## [SHORT EXERCISE A]
In the agility thread, why does Elaine say her distance is nothing compared to the border collies? Answer in one to three sentences.
## [SHORT EXERCISE B]
Name every user whose name appears as a post header in the agility thread, listing each name once.
## [SHORT EXERCISE C]
Extend the agility thread by writing the post that LuvourGSDs begins at the end.

That was so fun to watch. Your dog did great. I thought the same thing about the STD.


----------



## wildo (Jul 27, 2006)

Not that I've watched a lot of agility videos, but I've never seen a start or finish on a tunnel (closed or open) before. Is this pretty common? Nice job on the run!


----------



## Elaine (Sep 10, 2006)

Starting or ending with tunnels is pretty common around here, but this is the first time that I've started and ended with one.


----------



## LuvourGSDs (Jan 14, 2007)

Swwwwwwwwweeeeet !!!!! Great run ! :groovy::thumbup:

I also have a Std run to post from 2 weekends ago. Took 2nd, would have been a first, BUT you will see once I post it. :hammer:

Love the distance you have, my gal still is mega velco & drives me crazy...........


----------



## Elaine (Sep 10, 2006)

My distance is nothing compared to some of those darn border collies. I swear the handler stands in the middle of the course and sort of points from there and the dog does it.


----------



## LuvourGSDs (Jan 14, 2007)

## [SUPPLIED INFORMATION]
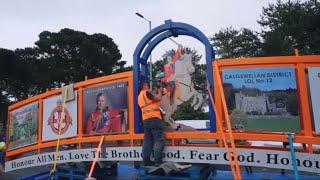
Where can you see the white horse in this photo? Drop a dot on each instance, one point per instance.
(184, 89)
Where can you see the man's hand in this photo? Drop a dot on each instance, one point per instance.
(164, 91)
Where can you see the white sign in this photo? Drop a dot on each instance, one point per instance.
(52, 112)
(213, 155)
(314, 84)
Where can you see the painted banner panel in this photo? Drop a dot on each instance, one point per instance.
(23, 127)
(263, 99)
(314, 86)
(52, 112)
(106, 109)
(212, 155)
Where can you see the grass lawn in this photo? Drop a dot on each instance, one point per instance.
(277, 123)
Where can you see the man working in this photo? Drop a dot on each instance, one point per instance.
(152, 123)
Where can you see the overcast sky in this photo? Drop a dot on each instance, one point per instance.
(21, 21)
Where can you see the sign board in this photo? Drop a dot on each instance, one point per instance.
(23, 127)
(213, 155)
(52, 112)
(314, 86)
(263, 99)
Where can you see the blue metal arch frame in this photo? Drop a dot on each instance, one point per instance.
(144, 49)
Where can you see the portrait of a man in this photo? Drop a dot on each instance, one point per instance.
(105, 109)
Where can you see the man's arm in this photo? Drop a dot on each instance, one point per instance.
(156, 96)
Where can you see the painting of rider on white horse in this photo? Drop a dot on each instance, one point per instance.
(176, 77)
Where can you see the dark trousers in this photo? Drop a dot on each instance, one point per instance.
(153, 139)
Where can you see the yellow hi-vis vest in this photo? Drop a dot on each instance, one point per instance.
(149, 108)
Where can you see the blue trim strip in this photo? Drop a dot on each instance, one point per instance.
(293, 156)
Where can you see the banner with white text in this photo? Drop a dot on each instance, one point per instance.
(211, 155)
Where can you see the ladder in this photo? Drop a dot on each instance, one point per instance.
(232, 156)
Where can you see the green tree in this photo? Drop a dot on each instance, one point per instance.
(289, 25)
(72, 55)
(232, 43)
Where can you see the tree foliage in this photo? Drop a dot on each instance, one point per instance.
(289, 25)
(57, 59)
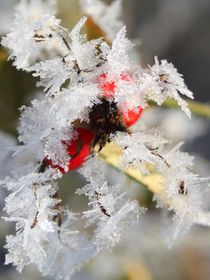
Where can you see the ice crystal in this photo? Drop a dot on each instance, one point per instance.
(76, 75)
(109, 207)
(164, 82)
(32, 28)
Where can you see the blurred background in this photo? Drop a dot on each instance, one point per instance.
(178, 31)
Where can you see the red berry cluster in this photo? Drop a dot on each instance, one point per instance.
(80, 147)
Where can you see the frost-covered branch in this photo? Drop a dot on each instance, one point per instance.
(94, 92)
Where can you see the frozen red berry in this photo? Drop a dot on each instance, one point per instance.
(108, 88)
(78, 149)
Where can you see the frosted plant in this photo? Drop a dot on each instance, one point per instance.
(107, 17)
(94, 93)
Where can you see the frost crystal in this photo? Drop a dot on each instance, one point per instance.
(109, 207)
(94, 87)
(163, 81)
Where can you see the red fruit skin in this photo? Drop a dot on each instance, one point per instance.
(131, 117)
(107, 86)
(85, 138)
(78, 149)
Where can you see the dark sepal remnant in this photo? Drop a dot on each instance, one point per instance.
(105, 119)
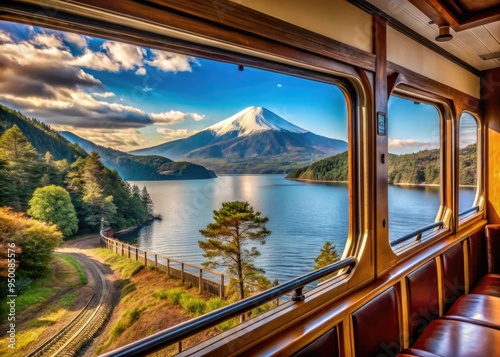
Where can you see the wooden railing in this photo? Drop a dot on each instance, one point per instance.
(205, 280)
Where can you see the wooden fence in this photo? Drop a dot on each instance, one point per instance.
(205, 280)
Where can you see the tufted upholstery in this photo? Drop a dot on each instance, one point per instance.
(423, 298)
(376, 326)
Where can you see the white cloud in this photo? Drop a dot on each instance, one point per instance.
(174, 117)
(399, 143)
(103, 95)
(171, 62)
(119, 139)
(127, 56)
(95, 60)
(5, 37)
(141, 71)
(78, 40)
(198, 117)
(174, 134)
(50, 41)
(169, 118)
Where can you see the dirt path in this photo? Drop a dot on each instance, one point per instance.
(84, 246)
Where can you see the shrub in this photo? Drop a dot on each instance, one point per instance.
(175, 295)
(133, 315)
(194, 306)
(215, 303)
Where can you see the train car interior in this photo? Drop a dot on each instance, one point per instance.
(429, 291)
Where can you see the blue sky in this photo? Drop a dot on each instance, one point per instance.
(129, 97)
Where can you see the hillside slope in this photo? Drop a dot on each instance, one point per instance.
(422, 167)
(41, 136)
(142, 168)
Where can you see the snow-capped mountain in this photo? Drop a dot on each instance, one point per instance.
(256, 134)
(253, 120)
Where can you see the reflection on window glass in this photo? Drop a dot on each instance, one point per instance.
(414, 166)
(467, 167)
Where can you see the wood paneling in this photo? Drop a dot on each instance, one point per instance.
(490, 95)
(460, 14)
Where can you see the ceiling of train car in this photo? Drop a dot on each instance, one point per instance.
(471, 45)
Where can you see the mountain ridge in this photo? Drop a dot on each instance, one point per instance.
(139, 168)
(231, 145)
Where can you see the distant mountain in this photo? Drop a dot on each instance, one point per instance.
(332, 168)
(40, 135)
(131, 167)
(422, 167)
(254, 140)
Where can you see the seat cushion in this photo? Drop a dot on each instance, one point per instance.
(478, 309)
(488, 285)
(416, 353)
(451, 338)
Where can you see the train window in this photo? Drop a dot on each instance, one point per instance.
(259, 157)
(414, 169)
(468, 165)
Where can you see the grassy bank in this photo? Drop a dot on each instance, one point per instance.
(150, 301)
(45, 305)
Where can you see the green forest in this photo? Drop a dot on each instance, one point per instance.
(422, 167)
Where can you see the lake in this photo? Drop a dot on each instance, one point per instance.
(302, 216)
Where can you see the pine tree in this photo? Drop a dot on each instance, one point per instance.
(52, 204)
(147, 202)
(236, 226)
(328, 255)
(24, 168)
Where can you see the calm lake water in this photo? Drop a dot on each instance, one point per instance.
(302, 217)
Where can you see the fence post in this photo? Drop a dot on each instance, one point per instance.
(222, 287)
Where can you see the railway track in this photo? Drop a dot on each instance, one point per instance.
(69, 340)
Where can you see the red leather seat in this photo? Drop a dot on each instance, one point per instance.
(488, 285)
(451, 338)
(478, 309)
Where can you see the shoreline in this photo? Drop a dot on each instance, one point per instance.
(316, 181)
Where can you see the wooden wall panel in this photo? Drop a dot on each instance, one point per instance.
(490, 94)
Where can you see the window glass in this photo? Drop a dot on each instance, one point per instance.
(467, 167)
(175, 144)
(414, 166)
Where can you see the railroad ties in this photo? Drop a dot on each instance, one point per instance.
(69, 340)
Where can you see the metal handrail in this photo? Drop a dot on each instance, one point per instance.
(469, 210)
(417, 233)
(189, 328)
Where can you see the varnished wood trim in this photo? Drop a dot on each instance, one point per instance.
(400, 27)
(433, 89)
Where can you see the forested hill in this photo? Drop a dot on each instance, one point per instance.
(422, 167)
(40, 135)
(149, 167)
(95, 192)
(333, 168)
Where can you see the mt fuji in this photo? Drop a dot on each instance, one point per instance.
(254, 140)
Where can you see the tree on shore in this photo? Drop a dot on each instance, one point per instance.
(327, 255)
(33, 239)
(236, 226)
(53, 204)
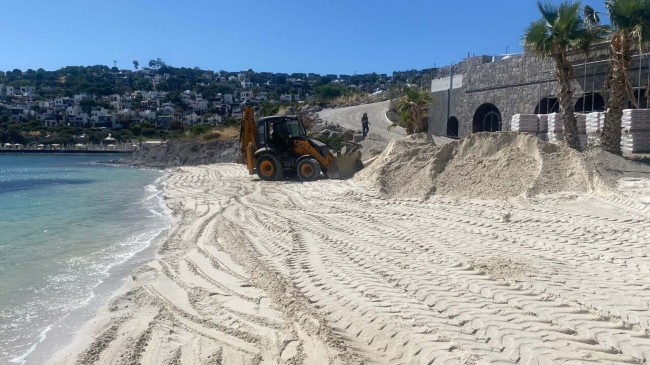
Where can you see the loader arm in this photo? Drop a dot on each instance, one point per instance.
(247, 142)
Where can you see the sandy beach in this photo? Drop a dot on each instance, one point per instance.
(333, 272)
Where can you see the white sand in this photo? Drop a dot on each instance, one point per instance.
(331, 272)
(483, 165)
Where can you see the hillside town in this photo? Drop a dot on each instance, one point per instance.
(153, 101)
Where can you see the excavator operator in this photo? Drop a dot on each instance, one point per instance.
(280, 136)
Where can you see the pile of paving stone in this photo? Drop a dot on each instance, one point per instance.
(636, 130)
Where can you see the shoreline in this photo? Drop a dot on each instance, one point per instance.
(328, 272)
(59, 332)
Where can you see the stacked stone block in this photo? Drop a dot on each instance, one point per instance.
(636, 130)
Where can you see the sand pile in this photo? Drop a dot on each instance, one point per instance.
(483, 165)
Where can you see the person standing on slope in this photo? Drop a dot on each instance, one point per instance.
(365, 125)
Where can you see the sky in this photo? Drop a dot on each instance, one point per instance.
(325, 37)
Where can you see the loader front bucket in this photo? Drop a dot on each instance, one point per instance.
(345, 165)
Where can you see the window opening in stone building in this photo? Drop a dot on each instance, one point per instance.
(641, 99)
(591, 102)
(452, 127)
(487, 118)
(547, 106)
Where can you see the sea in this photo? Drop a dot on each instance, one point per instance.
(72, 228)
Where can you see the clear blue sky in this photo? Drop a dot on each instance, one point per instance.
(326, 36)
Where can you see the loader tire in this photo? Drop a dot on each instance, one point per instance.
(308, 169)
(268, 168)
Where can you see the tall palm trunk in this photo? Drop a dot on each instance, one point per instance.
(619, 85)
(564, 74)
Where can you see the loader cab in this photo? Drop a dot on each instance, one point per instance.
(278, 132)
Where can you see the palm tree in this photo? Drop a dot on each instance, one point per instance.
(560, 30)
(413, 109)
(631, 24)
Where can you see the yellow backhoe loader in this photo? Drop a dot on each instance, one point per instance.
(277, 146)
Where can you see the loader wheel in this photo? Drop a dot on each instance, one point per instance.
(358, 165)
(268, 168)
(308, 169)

## [TASK RESULT A]
She says that with those border collies, the handler seems to stand in the middle of the course and sort of point from there, and the dog does the rest.

## [TASK RESULT B]
wildo
Elaine
LuvourGSDs

## [TASK RESULT C]
Elaine said:


> My distance is nothing compared to some of those darn border collies. I swear the handler stands in the middle of the course and sort of points from there and the dog does it.


 
Yep, I know & so envy that.....................


----------



## GSDBESTK9 (Mar 26, 2002)

That was a nice run! I do have a question though, when I competed in agility it was either a sit or a down on the table. Your boy just stood, did they change it?


----------



## JakodaCD OA (May 14, 2000)

nice job and great call offs

Not elaine here, but YES , in akc you can do whatever you want on the table now, sit, down, stand, as long as it's that 5 secs


----------



## MaggieRoseLee (Aug 17, 2001)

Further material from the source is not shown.